Items from a dataset:

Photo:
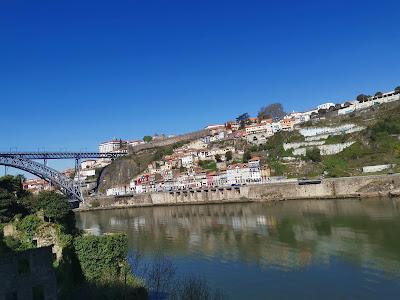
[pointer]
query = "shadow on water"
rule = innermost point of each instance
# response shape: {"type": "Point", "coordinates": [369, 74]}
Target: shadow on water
{"type": "Point", "coordinates": [303, 240]}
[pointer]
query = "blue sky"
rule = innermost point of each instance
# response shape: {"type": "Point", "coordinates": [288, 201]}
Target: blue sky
{"type": "Point", "coordinates": [76, 73]}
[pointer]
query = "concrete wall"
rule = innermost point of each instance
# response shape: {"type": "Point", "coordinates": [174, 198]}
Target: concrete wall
{"type": "Point", "coordinates": [362, 186]}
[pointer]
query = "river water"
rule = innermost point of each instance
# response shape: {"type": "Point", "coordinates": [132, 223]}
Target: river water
{"type": "Point", "coordinates": [314, 249]}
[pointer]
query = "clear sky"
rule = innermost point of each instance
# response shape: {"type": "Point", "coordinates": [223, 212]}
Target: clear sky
{"type": "Point", "coordinates": [76, 73]}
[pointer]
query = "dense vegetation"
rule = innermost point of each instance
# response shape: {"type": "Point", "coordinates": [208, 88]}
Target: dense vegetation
{"type": "Point", "coordinates": [378, 144]}
{"type": "Point", "coordinates": [88, 267]}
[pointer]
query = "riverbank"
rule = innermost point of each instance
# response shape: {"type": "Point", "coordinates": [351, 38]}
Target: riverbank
{"type": "Point", "coordinates": [332, 188]}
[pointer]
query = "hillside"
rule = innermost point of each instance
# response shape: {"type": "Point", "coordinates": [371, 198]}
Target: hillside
{"type": "Point", "coordinates": [123, 169]}
{"type": "Point", "coordinates": [370, 137]}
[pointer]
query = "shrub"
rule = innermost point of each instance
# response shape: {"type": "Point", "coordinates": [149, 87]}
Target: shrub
{"type": "Point", "coordinates": [101, 257]}
{"type": "Point", "coordinates": [313, 154]}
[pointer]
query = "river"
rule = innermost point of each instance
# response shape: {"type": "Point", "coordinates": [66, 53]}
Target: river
{"type": "Point", "coordinates": [311, 249]}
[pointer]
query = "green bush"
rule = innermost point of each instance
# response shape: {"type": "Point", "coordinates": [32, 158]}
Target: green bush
{"type": "Point", "coordinates": [336, 139]}
{"type": "Point", "coordinates": [54, 205]}
{"type": "Point", "coordinates": [101, 257]}
{"type": "Point", "coordinates": [335, 166]}
{"type": "Point", "coordinates": [313, 154]}
{"type": "Point", "coordinates": [27, 228]}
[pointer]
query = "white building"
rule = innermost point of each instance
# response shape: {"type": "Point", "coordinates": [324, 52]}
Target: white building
{"type": "Point", "coordinates": [188, 160]}
{"type": "Point", "coordinates": [260, 128]}
{"type": "Point", "coordinates": [276, 127]}
{"type": "Point", "coordinates": [217, 137]}
{"type": "Point", "coordinates": [112, 146]}
{"type": "Point", "coordinates": [135, 143]}
{"type": "Point", "coordinates": [238, 174]}
{"type": "Point", "coordinates": [255, 169]}
{"type": "Point", "coordinates": [87, 164]}
{"type": "Point", "coordinates": [119, 190]}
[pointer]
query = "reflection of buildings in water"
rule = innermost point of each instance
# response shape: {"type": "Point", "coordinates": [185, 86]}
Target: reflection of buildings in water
{"type": "Point", "coordinates": [288, 235]}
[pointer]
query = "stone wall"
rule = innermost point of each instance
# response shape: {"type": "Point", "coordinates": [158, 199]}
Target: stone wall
{"type": "Point", "coordinates": [362, 186]}
{"type": "Point", "coordinates": [27, 273]}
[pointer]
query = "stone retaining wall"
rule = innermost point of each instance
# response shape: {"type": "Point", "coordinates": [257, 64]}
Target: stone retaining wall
{"type": "Point", "coordinates": [329, 188]}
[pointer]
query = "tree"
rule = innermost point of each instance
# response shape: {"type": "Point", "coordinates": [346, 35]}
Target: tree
{"type": "Point", "coordinates": [313, 154]}
{"type": "Point", "coordinates": [362, 98]}
{"type": "Point", "coordinates": [246, 156]}
{"type": "Point", "coordinates": [54, 205]}
{"type": "Point", "coordinates": [147, 138]}
{"type": "Point", "coordinates": [228, 155]}
{"type": "Point", "coordinates": [242, 117]}
{"type": "Point", "coordinates": [274, 111]}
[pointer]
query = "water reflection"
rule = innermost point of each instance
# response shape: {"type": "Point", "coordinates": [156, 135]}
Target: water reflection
{"type": "Point", "coordinates": [289, 236]}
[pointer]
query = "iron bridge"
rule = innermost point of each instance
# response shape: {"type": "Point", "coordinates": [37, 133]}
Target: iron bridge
{"type": "Point", "coordinates": [26, 161]}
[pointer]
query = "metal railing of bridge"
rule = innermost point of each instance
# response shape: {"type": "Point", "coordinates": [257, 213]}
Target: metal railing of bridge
{"type": "Point", "coordinates": [63, 155]}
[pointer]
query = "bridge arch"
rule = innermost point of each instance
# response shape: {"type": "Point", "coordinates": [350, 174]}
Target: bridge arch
{"type": "Point", "coordinates": [67, 186]}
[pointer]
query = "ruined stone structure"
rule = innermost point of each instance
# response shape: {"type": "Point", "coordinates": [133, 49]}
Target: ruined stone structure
{"type": "Point", "coordinates": [28, 275]}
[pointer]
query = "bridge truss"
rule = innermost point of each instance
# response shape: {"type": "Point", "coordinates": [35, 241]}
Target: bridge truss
{"type": "Point", "coordinates": [26, 161]}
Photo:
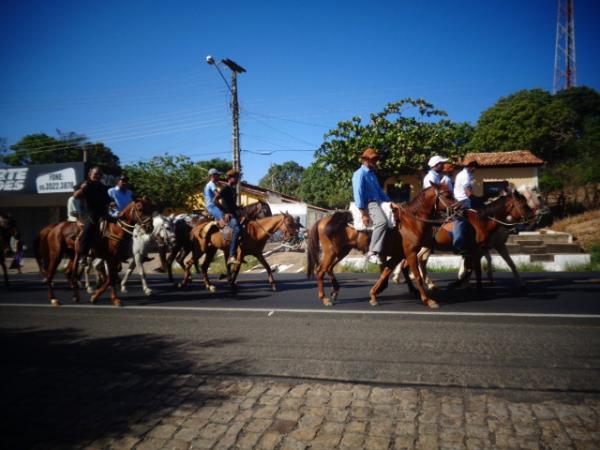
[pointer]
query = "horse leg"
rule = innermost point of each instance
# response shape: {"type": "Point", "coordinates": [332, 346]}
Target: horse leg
{"type": "Point", "coordinates": [414, 267]}
{"type": "Point", "coordinates": [208, 258]}
{"type": "Point", "coordinates": [265, 264]}
{"type": "Point", "coordinates": [140, 265]}
{"type": "Point", "coordinates": [128, 272]}
{"type": "Point", "coordinates": [382, 282]}
{"type": "Point", "coordinates": [111, 280]}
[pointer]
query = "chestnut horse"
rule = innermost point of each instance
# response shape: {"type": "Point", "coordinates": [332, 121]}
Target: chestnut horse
{"type": "Point", "coordinates": [253, 240]}
{"type": "Point", "coordinates": [54, 241]}
{"type": "Point", "coordinates": [184, 239]}
{"type": "Point", "coordinates": [337, 238]}
{"type": "Point", "coordinates": [485, 223]}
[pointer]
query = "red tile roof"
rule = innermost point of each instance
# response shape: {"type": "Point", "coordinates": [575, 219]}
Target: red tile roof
{"type": "Point", "coordinates": [504, 159]}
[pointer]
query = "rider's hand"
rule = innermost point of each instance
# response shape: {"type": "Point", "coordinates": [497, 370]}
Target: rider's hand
{"type": "Point", "coordinates": [366, 220]}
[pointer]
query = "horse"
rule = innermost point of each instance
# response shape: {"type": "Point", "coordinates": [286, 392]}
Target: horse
{"type": "Point", "coordinates": [489, 230]}
{"type": "Point", "coordinates": [337, 238]}
{"type": "Point", "coordinates": [8, 230]}
{"type": "Point", "coordinates": [184, 240]}
{"type": "Point", "coordinates": [162, 234]}
{"type": "Point", "coordinates": [55, 240]}
{"type": "Point", "coordinates": [253, 240]}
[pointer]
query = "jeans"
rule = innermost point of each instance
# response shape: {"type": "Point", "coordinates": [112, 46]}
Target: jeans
{"type": "Point", "coordinates": [461, 225]}
{"type": "Point", "coordinates": [237, 229]}
{"type": "Point", "coordinates": [379, 227]}
{"type": "Point", "coordinates": [215, 212]}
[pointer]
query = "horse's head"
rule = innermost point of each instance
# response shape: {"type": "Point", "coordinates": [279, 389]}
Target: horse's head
{"type": "Point", "coordinates": [163, 229]}
{"type": "Point", "coordinates": [288, 226]}
{"type": "Point", "coordinates": [138, 212]}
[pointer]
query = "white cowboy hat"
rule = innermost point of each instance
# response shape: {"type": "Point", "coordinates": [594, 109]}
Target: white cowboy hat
{"type": "Point", "coordinates": [435, 160]}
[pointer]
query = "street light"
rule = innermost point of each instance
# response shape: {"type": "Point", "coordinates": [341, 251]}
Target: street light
{"type": "Point", "coordinates": [235, 69]}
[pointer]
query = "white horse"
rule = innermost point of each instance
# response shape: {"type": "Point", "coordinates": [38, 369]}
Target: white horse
{"type": "Point", "coordinates": [162, 233]}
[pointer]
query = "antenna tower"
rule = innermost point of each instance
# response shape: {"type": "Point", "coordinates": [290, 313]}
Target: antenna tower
{"type": "Point", "coordinates": [564, 56]}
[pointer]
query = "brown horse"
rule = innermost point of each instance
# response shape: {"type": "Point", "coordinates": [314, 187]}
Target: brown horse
{"type": "Point", "coordinates": [8, 230]}
{"type": "Point", "coordinates": [184, 239]}
{"type": "Point", "coordinates": [55, 241]}
{"type": "Point", "coordinates": [485, 223]}
{"type": "Point", "coordinates": [336, 239]}
{"type": "Point", "coordinates": [254, 238]}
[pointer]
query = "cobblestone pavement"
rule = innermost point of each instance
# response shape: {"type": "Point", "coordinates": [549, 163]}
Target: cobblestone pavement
{"type": "Point", "coordinates": [190, 412]}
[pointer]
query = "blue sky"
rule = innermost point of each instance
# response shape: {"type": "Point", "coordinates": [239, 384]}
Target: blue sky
{"type": "Point", "coordinates": [133, 74]}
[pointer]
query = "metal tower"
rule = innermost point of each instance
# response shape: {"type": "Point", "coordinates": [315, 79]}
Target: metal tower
{"type": "Point", "coordinates": [564, 56]}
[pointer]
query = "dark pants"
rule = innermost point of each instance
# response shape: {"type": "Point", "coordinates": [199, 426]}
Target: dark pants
{"type": "Point", "coordinates": [234, 223]}
{"type": "Point", "coordinates": [461, 226]}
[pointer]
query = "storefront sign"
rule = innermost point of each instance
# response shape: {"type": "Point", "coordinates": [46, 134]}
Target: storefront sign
{"type": "Point", "coordinates": [41, 178]}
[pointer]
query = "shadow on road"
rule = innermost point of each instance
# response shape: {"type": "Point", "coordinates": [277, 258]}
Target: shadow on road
{"type": "Point", "coordinates": [61, 389]}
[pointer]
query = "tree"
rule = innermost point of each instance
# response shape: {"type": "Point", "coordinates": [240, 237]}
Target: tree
{"type": "Point", "coordinates": [67, 147]}
{"type": "Point", "coordinates": [171, 181]}
{"type": "Point", "coordinates": [321, 187]}
{"type": "Point", "coordinates": [284, 178]}
{"type": "Point", "coordinates": [529, 119]}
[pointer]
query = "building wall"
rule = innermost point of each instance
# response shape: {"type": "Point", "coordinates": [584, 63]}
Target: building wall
{"type": "Point", "coordinates": [517, 176]}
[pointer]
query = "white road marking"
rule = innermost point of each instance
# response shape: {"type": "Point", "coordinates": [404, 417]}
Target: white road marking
{"type": "Point", "coordinates": [310, 311]}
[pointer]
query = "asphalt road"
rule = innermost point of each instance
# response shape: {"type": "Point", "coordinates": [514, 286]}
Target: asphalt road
{"type": "Point", "coordinates": [546, 339]}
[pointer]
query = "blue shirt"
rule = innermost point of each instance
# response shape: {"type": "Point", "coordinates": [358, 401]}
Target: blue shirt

Short exercise —
Please gather every line of the records that contains the string "tower", matching case.

Worked answer —
query = "antenna tower"
Target: antenna tower
query = "metal tower"
Target: metal tower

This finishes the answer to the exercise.